[Exercise prompt]:
Tell how many lines in the data below include the word "street". The answer is the number only.

(Items from a dataset)
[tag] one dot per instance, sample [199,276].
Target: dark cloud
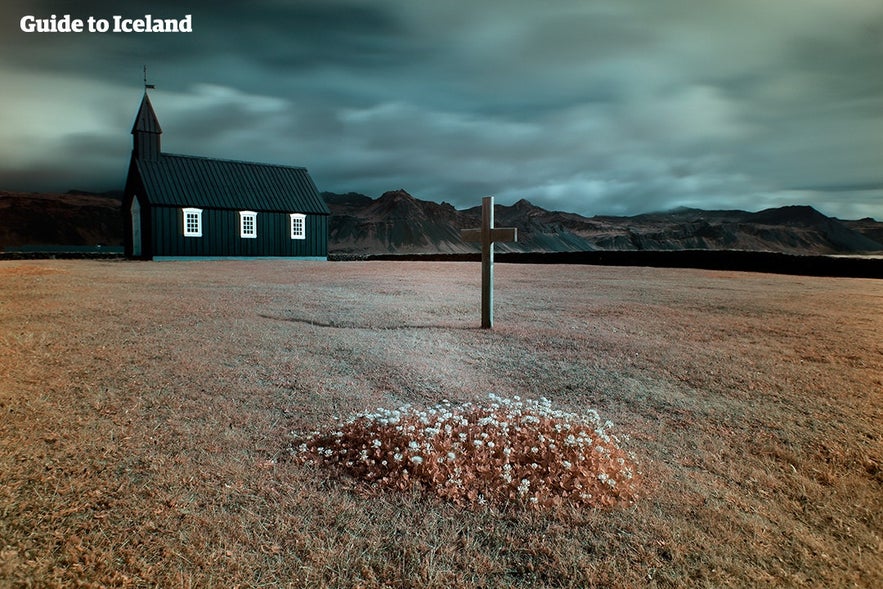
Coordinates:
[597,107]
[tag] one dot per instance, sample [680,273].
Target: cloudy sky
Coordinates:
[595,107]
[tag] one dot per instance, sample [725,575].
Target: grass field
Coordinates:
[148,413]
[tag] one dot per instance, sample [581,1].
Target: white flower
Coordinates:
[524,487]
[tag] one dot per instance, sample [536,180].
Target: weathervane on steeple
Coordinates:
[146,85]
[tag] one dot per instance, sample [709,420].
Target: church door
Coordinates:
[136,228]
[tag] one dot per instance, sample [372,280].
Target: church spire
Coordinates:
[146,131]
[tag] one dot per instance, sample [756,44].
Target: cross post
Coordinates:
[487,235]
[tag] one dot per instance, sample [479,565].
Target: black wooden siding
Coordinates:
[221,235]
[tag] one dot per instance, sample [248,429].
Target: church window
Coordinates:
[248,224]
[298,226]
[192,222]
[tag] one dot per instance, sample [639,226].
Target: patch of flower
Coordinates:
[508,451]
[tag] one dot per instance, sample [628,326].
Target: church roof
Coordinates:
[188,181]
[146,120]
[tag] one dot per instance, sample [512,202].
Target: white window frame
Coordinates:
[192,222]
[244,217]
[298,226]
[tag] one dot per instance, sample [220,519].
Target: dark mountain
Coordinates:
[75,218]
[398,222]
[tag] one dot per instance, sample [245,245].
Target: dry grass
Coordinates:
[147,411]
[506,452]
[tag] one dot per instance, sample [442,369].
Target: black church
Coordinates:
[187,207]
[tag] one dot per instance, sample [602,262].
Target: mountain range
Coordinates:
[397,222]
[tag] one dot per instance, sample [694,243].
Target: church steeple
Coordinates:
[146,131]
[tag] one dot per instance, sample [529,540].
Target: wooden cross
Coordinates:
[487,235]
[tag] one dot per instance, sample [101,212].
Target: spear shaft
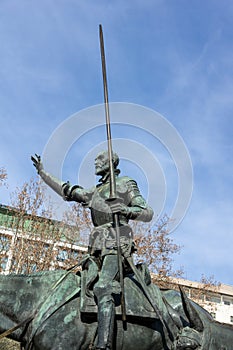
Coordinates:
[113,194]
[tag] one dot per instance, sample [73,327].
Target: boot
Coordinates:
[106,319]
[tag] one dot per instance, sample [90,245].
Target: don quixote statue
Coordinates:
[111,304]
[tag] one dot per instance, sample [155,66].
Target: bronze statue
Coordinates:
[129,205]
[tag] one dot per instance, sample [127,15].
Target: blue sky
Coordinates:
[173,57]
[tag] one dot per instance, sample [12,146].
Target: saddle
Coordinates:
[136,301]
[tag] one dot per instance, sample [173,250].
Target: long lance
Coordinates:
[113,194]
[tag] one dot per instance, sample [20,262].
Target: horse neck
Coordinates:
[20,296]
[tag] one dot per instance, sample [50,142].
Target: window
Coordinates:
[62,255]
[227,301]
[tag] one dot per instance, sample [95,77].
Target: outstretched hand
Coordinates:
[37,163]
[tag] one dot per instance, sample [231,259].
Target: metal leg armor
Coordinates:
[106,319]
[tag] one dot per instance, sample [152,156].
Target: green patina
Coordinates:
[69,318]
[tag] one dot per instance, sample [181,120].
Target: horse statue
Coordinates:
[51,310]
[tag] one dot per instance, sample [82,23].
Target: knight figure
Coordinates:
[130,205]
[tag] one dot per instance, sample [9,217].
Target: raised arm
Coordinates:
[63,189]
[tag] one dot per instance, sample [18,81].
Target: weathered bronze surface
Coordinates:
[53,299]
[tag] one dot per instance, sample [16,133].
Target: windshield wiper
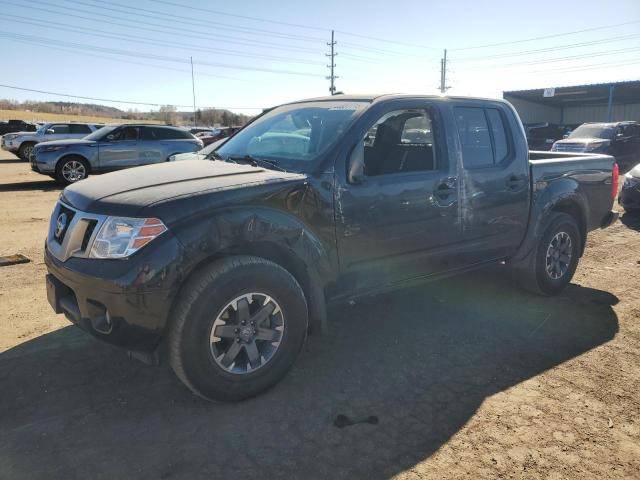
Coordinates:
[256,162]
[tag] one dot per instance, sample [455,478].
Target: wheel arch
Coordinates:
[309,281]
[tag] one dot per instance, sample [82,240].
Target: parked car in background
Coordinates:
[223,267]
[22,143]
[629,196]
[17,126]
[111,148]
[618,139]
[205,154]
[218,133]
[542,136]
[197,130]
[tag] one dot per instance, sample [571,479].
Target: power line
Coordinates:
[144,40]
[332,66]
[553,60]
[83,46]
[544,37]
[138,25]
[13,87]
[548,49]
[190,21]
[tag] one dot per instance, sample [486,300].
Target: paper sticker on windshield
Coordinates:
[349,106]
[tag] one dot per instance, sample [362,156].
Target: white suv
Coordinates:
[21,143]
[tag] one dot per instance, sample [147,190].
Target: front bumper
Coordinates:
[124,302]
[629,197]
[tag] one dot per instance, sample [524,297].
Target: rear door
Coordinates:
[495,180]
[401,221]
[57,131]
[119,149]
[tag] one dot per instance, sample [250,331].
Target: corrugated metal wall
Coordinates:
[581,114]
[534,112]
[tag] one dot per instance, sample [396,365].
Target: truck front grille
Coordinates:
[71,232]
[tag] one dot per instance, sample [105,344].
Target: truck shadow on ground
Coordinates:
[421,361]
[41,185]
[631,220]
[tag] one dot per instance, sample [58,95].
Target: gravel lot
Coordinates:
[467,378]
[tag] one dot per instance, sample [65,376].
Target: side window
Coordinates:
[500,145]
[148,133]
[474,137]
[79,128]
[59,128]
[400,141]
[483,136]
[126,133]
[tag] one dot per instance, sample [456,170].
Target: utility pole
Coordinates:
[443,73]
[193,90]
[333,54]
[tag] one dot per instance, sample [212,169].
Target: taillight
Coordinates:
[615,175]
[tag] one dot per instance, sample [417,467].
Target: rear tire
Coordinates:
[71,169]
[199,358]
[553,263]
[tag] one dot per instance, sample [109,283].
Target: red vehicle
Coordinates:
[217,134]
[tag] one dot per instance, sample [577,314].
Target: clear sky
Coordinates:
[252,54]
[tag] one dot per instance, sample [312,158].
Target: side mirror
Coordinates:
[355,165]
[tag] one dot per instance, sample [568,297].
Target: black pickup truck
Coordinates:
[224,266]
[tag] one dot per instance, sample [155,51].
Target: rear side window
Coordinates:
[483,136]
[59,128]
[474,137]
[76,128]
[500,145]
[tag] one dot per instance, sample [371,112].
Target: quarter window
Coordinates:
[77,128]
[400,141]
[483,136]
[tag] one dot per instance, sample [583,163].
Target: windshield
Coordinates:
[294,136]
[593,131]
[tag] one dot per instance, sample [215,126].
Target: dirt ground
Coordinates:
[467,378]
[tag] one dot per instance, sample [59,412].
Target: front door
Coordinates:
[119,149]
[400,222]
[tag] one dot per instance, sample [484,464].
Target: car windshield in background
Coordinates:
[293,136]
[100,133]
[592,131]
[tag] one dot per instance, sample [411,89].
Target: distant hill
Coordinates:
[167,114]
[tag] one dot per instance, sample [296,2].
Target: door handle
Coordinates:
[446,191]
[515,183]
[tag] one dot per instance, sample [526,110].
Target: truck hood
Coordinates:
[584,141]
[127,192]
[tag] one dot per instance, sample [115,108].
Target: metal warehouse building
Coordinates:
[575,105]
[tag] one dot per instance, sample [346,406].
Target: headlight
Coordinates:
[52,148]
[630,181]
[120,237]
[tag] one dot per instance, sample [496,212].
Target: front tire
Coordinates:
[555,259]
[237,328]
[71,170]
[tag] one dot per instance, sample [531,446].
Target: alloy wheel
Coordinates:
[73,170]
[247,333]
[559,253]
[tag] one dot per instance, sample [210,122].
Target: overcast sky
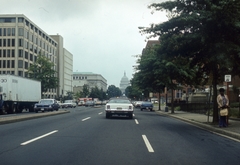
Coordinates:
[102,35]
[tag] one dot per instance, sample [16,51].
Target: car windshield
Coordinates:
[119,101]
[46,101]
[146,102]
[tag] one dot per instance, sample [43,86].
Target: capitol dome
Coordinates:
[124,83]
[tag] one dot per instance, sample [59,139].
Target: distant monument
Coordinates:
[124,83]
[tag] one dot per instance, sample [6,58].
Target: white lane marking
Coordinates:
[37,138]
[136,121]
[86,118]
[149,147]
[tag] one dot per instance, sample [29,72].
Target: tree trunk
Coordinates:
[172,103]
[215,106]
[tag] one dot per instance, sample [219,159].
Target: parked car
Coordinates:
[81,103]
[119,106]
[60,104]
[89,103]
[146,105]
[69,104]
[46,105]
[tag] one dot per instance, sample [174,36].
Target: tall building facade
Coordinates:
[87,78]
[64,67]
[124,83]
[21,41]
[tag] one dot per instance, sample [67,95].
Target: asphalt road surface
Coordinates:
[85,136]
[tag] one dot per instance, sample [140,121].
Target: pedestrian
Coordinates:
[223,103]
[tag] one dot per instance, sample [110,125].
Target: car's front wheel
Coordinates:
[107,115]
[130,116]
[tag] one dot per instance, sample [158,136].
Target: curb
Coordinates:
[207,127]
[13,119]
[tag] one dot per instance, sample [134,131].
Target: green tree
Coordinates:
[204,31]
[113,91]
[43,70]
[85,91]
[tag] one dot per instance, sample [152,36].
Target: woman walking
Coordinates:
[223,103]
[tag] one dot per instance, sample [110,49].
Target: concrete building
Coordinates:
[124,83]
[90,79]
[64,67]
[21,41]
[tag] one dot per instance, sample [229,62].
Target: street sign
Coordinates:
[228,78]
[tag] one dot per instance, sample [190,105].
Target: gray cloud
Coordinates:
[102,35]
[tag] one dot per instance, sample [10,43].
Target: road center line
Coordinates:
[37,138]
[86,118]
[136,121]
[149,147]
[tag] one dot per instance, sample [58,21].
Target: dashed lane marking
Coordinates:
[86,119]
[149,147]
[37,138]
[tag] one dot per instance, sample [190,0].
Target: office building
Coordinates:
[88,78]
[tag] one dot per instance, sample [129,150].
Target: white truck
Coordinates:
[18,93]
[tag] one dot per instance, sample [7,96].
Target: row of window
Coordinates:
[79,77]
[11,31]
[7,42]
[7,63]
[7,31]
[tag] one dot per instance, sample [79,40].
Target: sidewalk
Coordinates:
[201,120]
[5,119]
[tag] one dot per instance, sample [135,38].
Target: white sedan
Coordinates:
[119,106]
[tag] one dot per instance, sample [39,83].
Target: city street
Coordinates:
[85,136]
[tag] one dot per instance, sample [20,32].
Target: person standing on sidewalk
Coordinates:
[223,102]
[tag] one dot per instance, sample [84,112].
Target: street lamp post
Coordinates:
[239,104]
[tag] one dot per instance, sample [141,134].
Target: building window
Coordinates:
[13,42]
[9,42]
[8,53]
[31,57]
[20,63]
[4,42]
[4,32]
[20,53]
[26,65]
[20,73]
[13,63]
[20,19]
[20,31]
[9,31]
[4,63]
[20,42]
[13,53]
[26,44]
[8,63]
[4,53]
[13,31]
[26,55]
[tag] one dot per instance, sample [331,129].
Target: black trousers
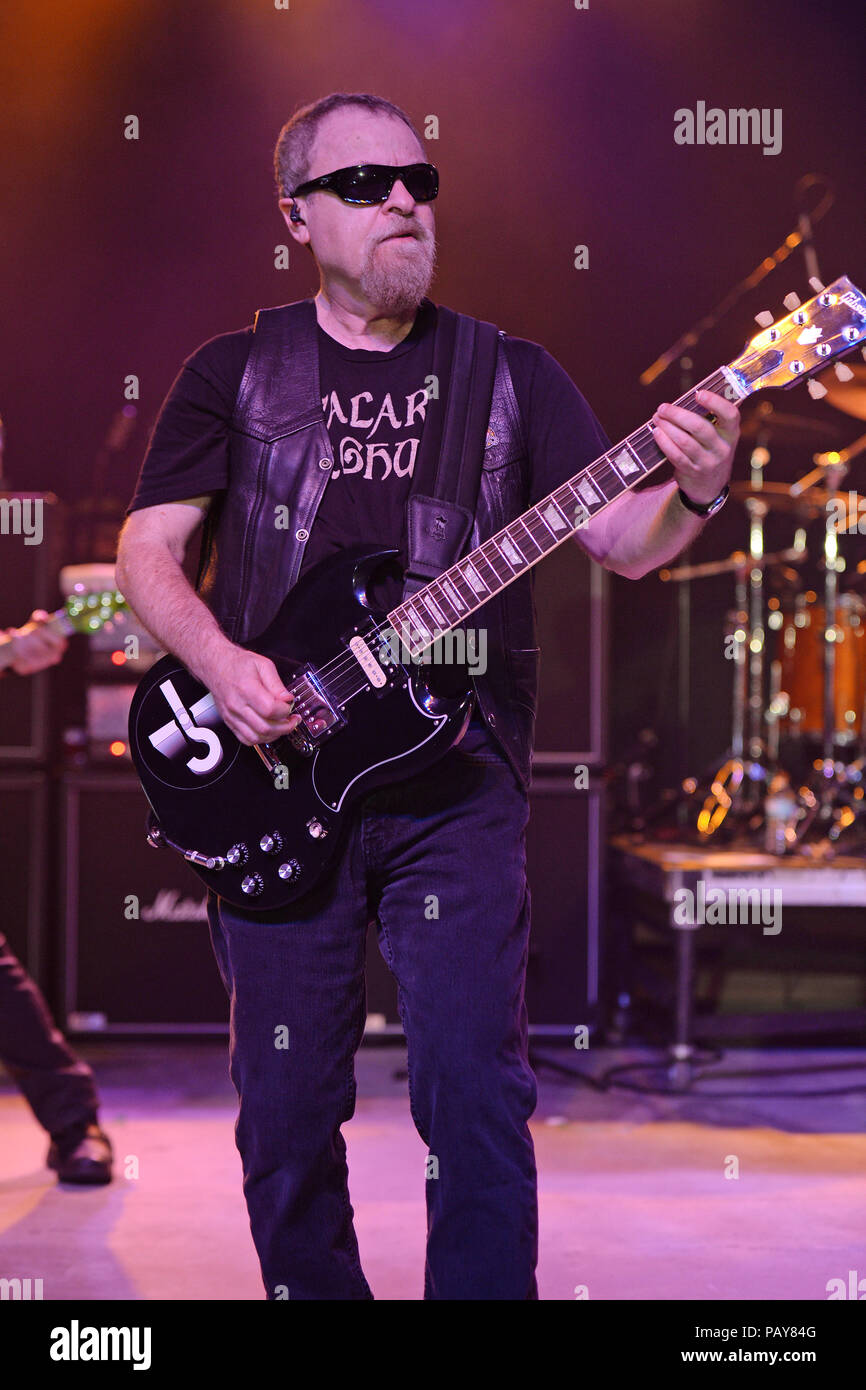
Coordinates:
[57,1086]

[Task response]:
3